→ **Stated goal**:
Find "Where can you see the distant" in the data below; transcribe the line it appears on and each line after it, exactly, to the end, and nothing else.

══════════

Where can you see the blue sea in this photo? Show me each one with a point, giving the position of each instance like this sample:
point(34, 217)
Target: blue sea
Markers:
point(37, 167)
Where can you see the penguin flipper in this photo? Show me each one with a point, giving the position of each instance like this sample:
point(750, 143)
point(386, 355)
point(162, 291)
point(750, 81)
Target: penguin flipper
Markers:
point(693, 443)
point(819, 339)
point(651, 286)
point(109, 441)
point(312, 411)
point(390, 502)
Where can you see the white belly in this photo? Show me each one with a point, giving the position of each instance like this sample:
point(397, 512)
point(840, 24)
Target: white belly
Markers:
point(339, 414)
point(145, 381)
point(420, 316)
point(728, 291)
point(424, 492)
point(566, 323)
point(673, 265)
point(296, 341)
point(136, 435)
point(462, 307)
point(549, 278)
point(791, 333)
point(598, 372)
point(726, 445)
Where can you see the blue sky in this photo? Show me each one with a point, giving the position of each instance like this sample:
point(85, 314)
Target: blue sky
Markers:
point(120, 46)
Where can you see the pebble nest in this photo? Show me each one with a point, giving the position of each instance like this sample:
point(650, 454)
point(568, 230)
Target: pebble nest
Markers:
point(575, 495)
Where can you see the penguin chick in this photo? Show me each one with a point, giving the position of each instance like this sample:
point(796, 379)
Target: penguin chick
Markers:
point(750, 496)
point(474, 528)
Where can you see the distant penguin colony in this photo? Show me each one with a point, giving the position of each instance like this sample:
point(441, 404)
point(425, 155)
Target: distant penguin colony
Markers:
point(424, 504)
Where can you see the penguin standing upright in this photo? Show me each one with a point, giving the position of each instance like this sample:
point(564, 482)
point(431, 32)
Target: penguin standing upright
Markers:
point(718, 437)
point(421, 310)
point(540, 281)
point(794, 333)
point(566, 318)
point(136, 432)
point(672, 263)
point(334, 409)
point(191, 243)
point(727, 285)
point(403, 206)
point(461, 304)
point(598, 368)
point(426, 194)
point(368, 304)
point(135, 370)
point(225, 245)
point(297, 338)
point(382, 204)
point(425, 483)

══════════

→ **Reply**:
Where can you see the distant penguin colony in this photo? Show me each one with a point, giving the position of each instance like this sample:
point(441, 404)
point(425, 155)
Target: distant penguin colony
Markers:
point(424, 504)
Where can you see the penguin standing upright in this photo? Show me each one with a point, giving the position of each instance like this sample:
point(564, 482)
point(431, 32)
Target: penguin standing upright
Markers:
point(718, 437)
point(421, 310)
point(540, 281)
point(794, 333)
point(566, 318)
point(136, 432)
point(672, 263)
point(334, 409)
point(191, 243)
point(727, 285)
point(403, 206)
point(461, 304)
point(598, 368)
point(426, 194)
point(368, 304)
point(135, 370)
point(225, 245)
point(297, 338)
point(382, 204)
point(425, 483)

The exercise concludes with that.